Output an exact reproduction of the data.

> [Dataset items]
++++++++

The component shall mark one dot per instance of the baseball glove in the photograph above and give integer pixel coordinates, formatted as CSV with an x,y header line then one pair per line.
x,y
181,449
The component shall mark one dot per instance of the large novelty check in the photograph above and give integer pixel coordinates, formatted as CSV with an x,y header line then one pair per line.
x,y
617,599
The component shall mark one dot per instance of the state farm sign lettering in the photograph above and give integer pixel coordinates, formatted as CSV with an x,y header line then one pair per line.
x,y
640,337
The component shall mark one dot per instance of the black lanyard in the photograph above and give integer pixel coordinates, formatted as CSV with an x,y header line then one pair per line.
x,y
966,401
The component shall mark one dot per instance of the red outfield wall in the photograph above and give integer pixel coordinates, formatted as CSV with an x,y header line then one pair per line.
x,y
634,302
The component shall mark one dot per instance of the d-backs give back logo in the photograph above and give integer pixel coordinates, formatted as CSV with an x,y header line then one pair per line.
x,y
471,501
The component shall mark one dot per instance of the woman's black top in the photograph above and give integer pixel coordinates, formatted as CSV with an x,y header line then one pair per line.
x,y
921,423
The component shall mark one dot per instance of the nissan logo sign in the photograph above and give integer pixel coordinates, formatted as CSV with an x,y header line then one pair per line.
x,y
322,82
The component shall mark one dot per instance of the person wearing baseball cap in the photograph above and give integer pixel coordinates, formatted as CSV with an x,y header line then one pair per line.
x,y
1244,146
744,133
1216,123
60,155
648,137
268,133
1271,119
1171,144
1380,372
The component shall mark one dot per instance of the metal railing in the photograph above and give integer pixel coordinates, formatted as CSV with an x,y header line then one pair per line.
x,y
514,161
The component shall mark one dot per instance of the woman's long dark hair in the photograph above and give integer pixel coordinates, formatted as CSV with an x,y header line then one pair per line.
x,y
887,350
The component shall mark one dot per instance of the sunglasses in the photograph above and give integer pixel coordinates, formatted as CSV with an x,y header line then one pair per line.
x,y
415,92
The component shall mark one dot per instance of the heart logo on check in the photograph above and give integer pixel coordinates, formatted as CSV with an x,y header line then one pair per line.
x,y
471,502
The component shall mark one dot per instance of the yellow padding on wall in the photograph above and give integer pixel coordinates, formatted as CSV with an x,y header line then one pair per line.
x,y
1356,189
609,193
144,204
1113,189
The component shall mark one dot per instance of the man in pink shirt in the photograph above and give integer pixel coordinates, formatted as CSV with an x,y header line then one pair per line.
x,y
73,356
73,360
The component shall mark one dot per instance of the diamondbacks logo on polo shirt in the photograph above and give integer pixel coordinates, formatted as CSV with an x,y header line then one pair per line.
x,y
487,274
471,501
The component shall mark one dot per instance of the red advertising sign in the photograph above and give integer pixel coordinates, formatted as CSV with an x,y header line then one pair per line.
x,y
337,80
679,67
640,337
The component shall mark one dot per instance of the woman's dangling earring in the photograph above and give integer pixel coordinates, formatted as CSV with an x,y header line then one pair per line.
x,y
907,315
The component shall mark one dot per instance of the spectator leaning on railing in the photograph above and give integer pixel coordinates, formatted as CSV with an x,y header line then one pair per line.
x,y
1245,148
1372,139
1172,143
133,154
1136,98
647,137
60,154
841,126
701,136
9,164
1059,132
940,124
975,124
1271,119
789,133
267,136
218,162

++++++++

> [Finished task]
The component shall mark one dot per instance of the baseball glove in the photograph above and give integer pixel coordinates, formatted as CSV with an x,y header line then one pair per line.
x,y
181,449
The component shall mark one dot per instance of the large novelty check in the photograph above and give integer pixel coordinates, formatted as CSV with an x,y header line then one pair per line.
x,y
617,599
The component shall mark one dot per instance of the state farm sign lettering in the photograph above and give integer pixel coordinates, formatted as CSV with an x,y header line then one pair per line.
x,y
640,337
The component shall mark one dot per instance of the black lanyard in the photograph above and give integer pixel coordinates, formatted as CSV with an x,y header line then one pair per line.
x,y
966,401
The component shall mark one dot per instance of the red outfield wall in the photograph above and give integer pixel coordinates, formatted as CSV with an x,y header line then one pair per line.
x,y
634,302
The component shall mark one dot per instance of the d-backs give back logo in the photograph above and give integer pixel coordinates, formatted as CSV with an x,y header line then one pair per line.
x,y
471,501
The component shall mark one dot per instance of the woman's black top in the photograph above and give integer pixel coordinates, formatted as CSV with an x,y header line then one pair per line.
x,y
921,423
The component shall mark one dot per instance of the nissan logo sign in the photograph above and give integer pixel coordinates, formatted as CSV with an x,y header line then one pair per line.
x,y
322,82
The component shall mark one dot per instance of the person wearing baseball cap in the photograph above and give integer pixel coordinates, formatted as CSV with an x,y header line then one pair per line.
x,y
1244,146
744,133
1216,123
60,155
648,137
268,133
1271,119
1171,144
1380,372
The component shall mark one dot per instance of the metal railing in the photograph above and give integer pixel coordinates, formatted as CSV with an x,y header line then one pair per line.
x,y
514,161
The component shall mark one dot per instance of the woman's long dark hair in the photograph above and give integer pixel coordinates, formatted as CSV with an x,y header line then one pair per line.
x,y
887,350
The component shall mark one dot per instance of the sunglasses in the photograph above and give integer pixel coordinates, formatted as CSV with an x,y header line then one pair per line.
x,y
415,92
The component shall mark one dot per instance of the heart logo on check in the photograph above and give integer pixel coordinates, formatted as CSV with an x,y header line then one pair per line.
x,y
471,502
The component shall mark one dot per instance of the yellow padding on wall in the photograph above and give integer pixel coordinates, formatted as CSV with an x,y header line then one pair per line.
x,y
1356,189
609,193
144,204
1113,189
The component shall mark one dot per instance of the man in pink shirt in the photograph above and give integer pixel coordinates, formatted as CSV with an x,y header line then one pair per line.
x,y
73,356
73,360
The component shall mark one dot per instance of the diamondbacks logo on polo shirt in the photograph above and give integer pixel coordinates, formatted as CSV with an x,y header line then one pair per line.
x,y
487,274
471,501
The component shall mark one dot per instance of the red advertising sign in the photograph above and give integer pixel coordinates, formatted as CSV with an x,y header line then one pair per line.
x,y
337,80
679,67
640,337
The component shall mark one dot per instance of the woman's dangling earring in the photograph above and give integer pixel coordinates, formatted as CSV with an x,y header line then one pair per line.
x,y
907,315
The component shall mark one dot per instance of the spectator leaning on railing in the photograph above and give integer pixel coordinates, formatted as CSV with an x,y header line then one pair per line.
x,y
1245,148
1372,139
1172,143
133,154
1136,98
647,137
60,154
841,126
701,136
9,164
1059,132
940,124
975,124
1271,119
789,133
267,136
218,162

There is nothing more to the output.